WHAT IS EXPECTED
Print all entries word for word.

DATASET ROWS
>> begin

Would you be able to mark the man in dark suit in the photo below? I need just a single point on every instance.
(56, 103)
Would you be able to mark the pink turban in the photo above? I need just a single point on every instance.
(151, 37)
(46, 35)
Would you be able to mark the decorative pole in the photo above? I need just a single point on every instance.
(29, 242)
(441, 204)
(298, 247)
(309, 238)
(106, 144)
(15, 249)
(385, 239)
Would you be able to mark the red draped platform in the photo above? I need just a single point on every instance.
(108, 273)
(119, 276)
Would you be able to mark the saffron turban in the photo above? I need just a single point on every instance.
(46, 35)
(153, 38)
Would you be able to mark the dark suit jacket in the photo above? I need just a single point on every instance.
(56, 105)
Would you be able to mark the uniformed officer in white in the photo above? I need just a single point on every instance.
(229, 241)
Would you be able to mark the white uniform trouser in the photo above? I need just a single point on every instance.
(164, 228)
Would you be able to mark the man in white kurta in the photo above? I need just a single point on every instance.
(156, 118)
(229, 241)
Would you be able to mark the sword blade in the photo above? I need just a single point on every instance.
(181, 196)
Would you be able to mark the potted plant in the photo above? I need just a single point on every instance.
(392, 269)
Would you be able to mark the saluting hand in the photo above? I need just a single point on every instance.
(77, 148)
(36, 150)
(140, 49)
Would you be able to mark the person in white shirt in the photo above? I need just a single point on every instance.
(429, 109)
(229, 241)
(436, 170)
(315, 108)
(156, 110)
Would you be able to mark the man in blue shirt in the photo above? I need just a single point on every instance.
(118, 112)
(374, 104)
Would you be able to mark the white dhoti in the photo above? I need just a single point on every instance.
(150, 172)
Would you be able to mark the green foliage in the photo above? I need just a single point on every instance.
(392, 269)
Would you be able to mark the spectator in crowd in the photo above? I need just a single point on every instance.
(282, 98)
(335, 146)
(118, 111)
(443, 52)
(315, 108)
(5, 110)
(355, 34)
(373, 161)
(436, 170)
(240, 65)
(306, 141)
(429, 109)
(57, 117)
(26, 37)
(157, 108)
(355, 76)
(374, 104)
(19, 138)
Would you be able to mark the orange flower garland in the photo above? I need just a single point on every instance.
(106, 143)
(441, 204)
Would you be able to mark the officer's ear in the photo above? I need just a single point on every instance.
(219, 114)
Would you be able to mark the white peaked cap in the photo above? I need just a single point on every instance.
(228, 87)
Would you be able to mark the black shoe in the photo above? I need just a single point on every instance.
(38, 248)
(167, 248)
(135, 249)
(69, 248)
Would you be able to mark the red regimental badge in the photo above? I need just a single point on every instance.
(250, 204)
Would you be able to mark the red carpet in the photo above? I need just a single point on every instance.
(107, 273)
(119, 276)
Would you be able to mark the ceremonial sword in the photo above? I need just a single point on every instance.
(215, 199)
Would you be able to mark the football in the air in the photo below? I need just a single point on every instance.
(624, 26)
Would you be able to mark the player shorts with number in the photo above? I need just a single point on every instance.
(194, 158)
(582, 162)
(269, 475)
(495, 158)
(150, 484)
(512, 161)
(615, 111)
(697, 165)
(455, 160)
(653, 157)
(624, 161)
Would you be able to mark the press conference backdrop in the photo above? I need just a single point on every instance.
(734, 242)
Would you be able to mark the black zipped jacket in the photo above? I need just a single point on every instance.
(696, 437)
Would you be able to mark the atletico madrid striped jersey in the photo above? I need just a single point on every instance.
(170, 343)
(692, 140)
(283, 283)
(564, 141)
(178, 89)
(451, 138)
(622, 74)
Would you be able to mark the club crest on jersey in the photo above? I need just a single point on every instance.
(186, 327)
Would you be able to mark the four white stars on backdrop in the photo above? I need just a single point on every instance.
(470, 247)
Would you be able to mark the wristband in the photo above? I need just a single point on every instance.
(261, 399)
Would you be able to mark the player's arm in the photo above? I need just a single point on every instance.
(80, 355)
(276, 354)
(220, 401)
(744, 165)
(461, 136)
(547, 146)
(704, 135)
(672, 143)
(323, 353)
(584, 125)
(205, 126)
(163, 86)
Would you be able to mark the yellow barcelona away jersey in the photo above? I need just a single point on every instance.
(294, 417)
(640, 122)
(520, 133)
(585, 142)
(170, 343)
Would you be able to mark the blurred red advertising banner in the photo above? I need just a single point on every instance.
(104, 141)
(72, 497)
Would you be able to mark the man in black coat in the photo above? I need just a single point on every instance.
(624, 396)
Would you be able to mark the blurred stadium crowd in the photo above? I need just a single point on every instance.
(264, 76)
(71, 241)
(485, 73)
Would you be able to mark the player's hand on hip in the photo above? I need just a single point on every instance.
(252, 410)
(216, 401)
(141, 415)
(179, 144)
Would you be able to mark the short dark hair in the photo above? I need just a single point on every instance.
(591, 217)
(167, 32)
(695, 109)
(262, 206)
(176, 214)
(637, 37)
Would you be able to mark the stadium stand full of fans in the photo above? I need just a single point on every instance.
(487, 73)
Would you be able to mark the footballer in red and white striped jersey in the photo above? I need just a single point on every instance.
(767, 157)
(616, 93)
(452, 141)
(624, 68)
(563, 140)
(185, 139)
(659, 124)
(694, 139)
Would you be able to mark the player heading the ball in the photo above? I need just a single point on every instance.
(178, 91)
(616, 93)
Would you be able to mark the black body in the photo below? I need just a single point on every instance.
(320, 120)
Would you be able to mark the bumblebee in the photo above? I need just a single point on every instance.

>> end

OUTPUT OF THE TASK
Would you be able to mark the man in dark suit in the photo below? I need just a single point on every instance.
(56, 103)
Would you be able to mark the pink turban in the photo above? I need just a single point on every instance.
(151, 37)
(46, 35)
Would you be able to mark the decorative pole in the photo above? I need just a single point on every instance.
(29, 242)
(441, 204)
(298, 247)
(309, 238)
(106, 144)
(15, 249)
(385, 239)
Would you be able to mark the red draped platform in the photo above? I need just a single point on every instance.
(108, 273)
(119, 276)
Would you be able to mark the saffron turban in the photo above? I need just a single point on every instance.
(46, 35)
(153, 38)
Would you be able to mark the dark suit jacket in the photo above? I need just a single point on every instance.
(56, 105)
Would you be able to mark the uniformed officer in white in the photo above? I need just a single point on every instance.
(229, 241)
Would you be able to mark the white uniform trouser in the photo above? I need just a single point on every instance.
(164, 228)
Would you be able to mark the man in white kurta in the photo above? I need just a single point on every instance.
(156, 118)
(229, 241)
Would you be able to mark the sword blade in the photo above? I need just a single point on every instance.
(181, 196)
Would you be able to mark the potted plant in the photo above? I need just a single point on every instance.
(392, 269)
Would you be able to mark the saluting hand in the photo above? I need just a single point on every instance.
(77, 148)
(36, 150)
(140, 49)
Would you be able to mark the person in white shirt in the photo above? I need just a single point on every instance.
(429, 109)
(229, 241)
(436, 170)
(315, 108)
(156, 110)
Would you be able to mark the man in blue shirt in the photo above? I need just a single point on every instance.
(118, 112)
(374, 104)
Would you be able to mark the white dhoti in the photo above? I need just a single point on every instance.
(150, 172)
Would you be able to mark the green foliage in the photo above? I need just a single point on every instance.
(392, 269)
Would you be able to mark the spectator in crowd in the photo above? I need just a single point on every instance.
(282, 98)
(335, 146)
(118, 111)
(443, 52)
(315, 108)
(5, 110)
(355, 34)
(373, 161)
(436, 170)
(240, 65)
(306, 141)
(429, 109)
(57, 117)
(26, 37)
(157, 108)
(355, 76)
(374, 104)
(19, 138)
Would you be able to mark the orange flower garland in the photo above? I need just a single point on every instance.
(106, 143)
(441, 204)
Would you be able to mark the officer's ear in the photo above? I need just a single point on every instance.
(219, 114)
Would you be able to mark the white peaked cap in the photo above? I need just a single point on every instance.
(228, 87)
Would you be able to mark the black shoe in the photo above? I need just a single point on every instance.
(38, 248)
(167, 248)
(135, 249)
(69, 248)
Would you be able to mark the red regimental badge in the photo above? I need just a single point on every instance.
(250, 204)
Would you be able to mark the red carpet in the photo above? I need just a single point on every instance.
(107, 273)
(119, 276)
Would you be able to mark the ceremonial sword in the photo above? I need just a single point on every instance.
(215, 199)
Would you be able to mark the football in the air in the photo below? I need just a single point on every instance.
(624, 26)
Would you be able to mark the player shorts with number in the photo above? I need just a single point on every instance.
(194, 158)
(582, 162)
(269, 475)
(495, 158)
(150, 484)
(512, 161)
(615, 111)
(697, 165)
(455, 160)
(653, 157)
(624, 161)
Would you be able to mark the press conference backdrop in the photo above? I need just a single point on every instance.
(734, 242)
Would you be able to mark the black zipped jacket in the photo above? I need just a single point on every instance.
(696, 437)
Would you be able to mark the atletico madrid striped jersey in the photo above? I need just a single point on every instance.
(170, 343)
(692, 140)
(283, 283)
(564, 141)
(178, 89)
(451, 138)
(622, 74)
Would you be able to mark the club crest on jersey in the photo above? I need just a single point on every instance.
(186, 327)
Would you be able to mark the four white stars on backdrop in the photo above? I need just a single point on every instance.
(470, 247)
Would you be able to mark the wristband in the photo above? I need just a single point on every instance.
(261, 399)
Would you be able to mark the player's arm in the photo above? I need just a single point on every instance.
(80, 355)
(276, 354)
(220, 401)
(744, 165)
(461, 136)
(547, 146)
(704, 135)
(672, 143)
(323, 353)
(584, 125)
(205, 126)
(163, 86)
Would you be able to mark the yellow barcelona away jersey in the photo above? I need just a single point on every instance.
(294, 417)
(640, 122)
(520, 133)
(585, 142)
(170, 343)
Would you be able to mark the blurred red advertising banner in the photo above? I need just a single point on every instance.
(104, 141)
(72, 497)
Would you be able to mark the man in black coat in the photo above? I need just a single point on every instance.
(624, 396)
Would you be able to mark the blurred stadium crowd in the photo above? I need just a single point on every instance.
(264, 76)
(71, 241)
(485, 73)
Would you be able to mark the player's hand on hip in the photo above? I need just a single point on every instance.
(252, 410)
(216, 401)
(141, 415)
(179, 144)
Would you be able to mark the short dark hair in the photo above? I need just a single point on every instance.
(591, 217)
(167, 32)
(695, 109)
(262, 206)
(176, 214)
(637, 37)
Would you be able to mark the stadium stand full of fans in the photo above? I need just a single point on every instance.
(487, 73)
Would you be able to mark the footballer in red and white striped jersey in the photo above? I need just a single point on every instance.
(767, 157)
(616, 93)
(452, 141)
(624, 68)
(563, 140)
(185, 139)
(659, 124)
(694, 139)
Would you be able to mark the player heading the ball in the photo above? I need just a single point on every instance.
(178, 91)
(616, 93)
Would you be able to mark the black body in the photo below? I need just a single point on every instance.
(320, 120)
Would you be able to mark the bumblebee in the photo above? I need just a single point on every instance.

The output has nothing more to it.